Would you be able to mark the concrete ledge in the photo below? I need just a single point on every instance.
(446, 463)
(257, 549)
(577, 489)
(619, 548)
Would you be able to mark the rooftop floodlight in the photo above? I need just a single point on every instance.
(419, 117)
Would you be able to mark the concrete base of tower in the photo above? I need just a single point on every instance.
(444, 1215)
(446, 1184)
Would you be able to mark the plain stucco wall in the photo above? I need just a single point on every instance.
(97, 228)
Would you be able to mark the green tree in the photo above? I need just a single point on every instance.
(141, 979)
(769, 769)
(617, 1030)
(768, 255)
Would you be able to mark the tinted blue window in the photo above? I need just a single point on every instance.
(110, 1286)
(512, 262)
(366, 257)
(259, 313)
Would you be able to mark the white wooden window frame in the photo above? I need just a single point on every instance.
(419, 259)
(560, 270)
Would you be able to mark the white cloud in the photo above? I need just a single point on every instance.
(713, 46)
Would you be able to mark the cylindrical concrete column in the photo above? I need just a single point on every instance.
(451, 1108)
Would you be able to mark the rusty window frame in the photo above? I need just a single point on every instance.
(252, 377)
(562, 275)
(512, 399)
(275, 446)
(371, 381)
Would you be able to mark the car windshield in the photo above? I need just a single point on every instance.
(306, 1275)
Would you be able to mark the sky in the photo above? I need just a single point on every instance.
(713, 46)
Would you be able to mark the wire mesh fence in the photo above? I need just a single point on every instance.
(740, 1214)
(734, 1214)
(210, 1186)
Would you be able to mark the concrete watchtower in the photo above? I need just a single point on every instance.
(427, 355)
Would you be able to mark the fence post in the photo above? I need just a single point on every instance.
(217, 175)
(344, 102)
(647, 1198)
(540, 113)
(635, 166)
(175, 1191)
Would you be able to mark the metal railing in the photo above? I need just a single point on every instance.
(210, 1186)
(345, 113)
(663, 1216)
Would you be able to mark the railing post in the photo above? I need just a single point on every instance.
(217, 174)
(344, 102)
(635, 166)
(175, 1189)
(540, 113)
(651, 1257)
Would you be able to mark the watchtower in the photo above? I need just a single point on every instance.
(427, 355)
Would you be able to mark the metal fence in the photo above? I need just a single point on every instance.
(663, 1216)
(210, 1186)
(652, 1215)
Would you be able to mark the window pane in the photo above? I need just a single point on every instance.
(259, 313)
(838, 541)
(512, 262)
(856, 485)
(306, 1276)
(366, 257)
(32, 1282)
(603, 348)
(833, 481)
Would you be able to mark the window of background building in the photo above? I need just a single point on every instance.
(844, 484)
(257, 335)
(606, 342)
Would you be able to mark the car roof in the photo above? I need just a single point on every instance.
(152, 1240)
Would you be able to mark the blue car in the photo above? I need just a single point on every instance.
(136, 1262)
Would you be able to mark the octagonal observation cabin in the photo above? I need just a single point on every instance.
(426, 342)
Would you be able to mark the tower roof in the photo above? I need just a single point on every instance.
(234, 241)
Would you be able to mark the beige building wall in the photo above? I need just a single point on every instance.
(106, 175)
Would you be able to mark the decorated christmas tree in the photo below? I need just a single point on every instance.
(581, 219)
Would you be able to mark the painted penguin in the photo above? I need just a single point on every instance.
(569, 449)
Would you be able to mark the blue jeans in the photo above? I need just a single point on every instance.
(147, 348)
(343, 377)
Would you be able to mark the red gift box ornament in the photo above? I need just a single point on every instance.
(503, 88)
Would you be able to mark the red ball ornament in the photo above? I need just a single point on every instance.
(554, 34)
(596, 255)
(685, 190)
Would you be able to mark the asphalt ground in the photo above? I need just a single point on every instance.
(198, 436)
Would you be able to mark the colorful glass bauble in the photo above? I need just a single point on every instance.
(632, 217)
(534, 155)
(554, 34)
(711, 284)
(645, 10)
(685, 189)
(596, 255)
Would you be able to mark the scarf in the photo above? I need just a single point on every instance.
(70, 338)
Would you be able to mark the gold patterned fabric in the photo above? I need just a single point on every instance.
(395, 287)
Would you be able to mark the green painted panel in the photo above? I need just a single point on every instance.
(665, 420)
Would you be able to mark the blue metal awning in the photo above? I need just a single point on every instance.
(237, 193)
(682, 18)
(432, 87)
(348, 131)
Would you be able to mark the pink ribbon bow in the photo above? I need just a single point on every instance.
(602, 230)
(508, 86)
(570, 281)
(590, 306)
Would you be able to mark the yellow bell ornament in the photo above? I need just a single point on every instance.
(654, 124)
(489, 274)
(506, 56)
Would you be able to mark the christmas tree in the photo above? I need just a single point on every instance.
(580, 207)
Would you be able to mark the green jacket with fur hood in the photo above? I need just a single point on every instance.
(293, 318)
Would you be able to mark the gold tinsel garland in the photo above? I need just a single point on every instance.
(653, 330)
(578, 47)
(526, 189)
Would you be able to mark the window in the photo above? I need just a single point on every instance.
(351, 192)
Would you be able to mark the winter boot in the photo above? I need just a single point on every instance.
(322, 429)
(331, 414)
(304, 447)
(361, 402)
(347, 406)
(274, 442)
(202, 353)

==

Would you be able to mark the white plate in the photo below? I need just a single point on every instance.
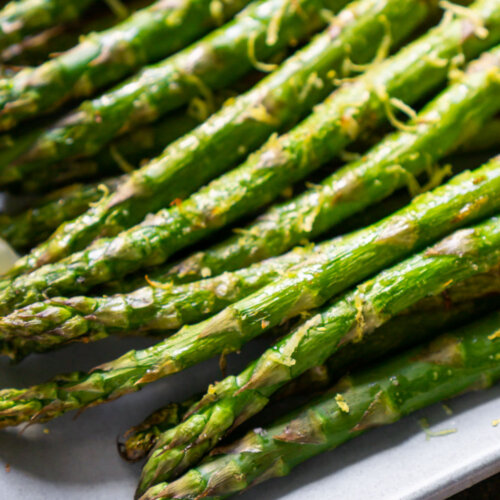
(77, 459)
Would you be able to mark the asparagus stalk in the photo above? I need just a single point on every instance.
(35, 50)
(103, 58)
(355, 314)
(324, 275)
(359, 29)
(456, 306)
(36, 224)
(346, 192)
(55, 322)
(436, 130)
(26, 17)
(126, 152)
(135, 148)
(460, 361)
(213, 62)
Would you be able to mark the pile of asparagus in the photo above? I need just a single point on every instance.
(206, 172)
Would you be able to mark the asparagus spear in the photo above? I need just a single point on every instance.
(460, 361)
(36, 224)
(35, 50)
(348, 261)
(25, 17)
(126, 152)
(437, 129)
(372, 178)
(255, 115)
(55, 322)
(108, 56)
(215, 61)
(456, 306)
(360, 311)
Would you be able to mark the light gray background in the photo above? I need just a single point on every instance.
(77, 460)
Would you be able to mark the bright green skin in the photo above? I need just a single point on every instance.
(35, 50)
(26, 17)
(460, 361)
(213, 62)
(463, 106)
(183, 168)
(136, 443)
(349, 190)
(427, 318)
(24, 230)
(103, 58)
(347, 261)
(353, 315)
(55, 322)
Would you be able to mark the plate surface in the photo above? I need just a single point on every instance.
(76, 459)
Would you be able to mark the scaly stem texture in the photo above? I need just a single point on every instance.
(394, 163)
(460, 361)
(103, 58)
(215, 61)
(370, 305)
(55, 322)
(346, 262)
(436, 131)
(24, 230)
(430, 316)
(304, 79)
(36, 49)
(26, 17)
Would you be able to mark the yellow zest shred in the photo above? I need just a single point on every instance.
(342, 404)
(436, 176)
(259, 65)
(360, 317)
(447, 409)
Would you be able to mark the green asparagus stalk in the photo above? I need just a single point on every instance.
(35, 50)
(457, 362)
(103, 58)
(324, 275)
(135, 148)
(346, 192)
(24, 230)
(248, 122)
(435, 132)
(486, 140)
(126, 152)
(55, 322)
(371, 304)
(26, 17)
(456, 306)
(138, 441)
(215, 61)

...

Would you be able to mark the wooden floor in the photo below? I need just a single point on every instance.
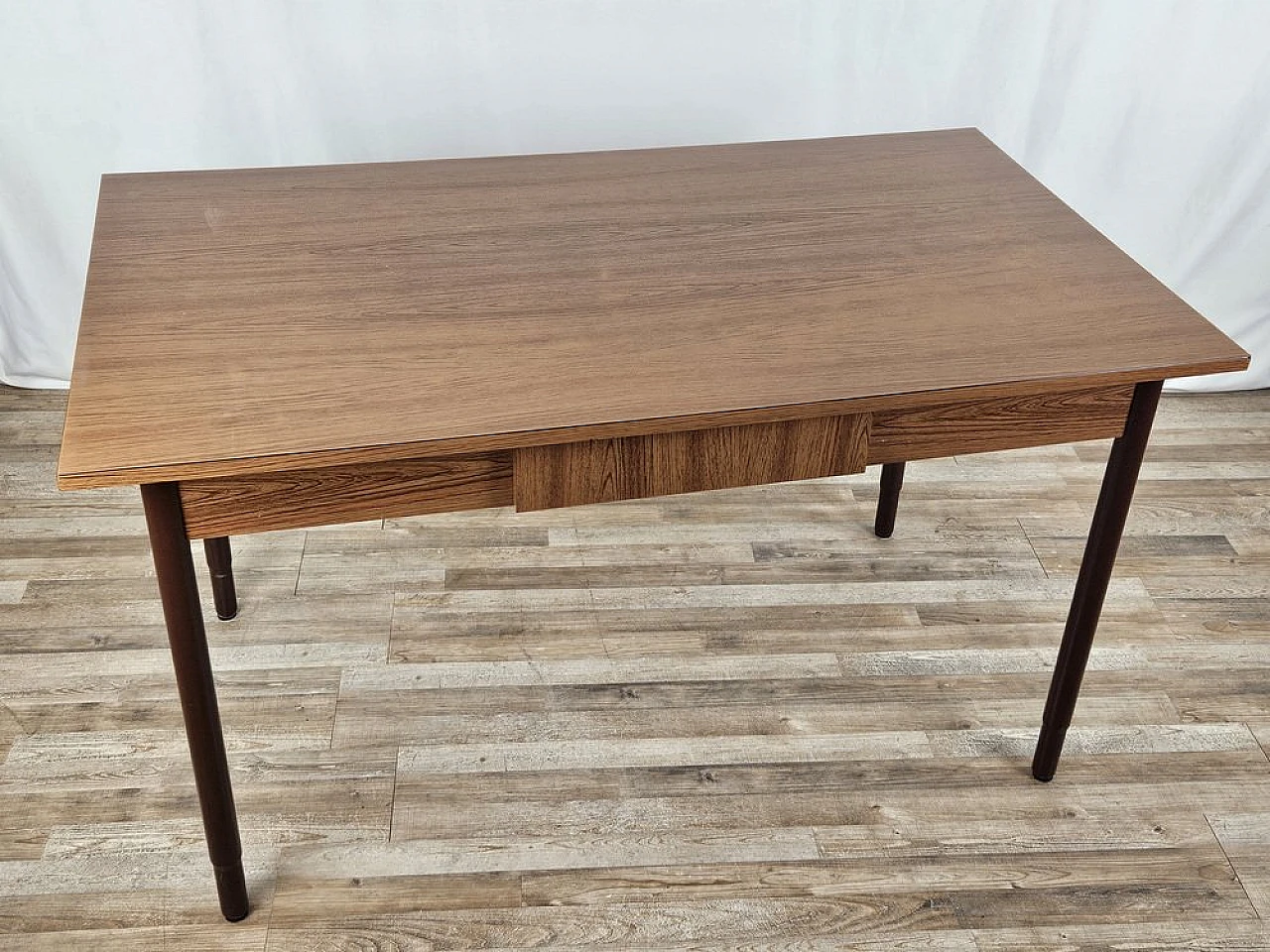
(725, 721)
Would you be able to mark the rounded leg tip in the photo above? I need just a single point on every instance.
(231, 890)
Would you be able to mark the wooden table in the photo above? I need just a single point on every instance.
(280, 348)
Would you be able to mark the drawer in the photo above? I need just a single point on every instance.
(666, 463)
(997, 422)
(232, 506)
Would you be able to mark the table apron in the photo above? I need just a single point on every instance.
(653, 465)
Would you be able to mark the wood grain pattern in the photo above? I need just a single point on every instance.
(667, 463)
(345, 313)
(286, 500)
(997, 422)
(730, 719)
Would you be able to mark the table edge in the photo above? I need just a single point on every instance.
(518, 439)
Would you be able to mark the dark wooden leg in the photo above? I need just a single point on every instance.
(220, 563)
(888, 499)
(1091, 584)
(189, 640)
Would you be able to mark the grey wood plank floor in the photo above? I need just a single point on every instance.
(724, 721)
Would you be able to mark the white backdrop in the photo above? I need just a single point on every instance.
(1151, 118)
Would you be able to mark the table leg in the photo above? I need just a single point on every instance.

**GOAL**
Copy out the lines above, word for word, from the line containing "Would you be able to mark the car roof" through the line containing "(136, 1262)".

**SOLUTION FOR THIS PROBLEM**
Would you be able to mark the car roof in the photo above? I need just a single point on every instance.
(152, 1240)
Would you be able to mark the blue car in the photo above? I need just a single point on every instance.
(136, 1262)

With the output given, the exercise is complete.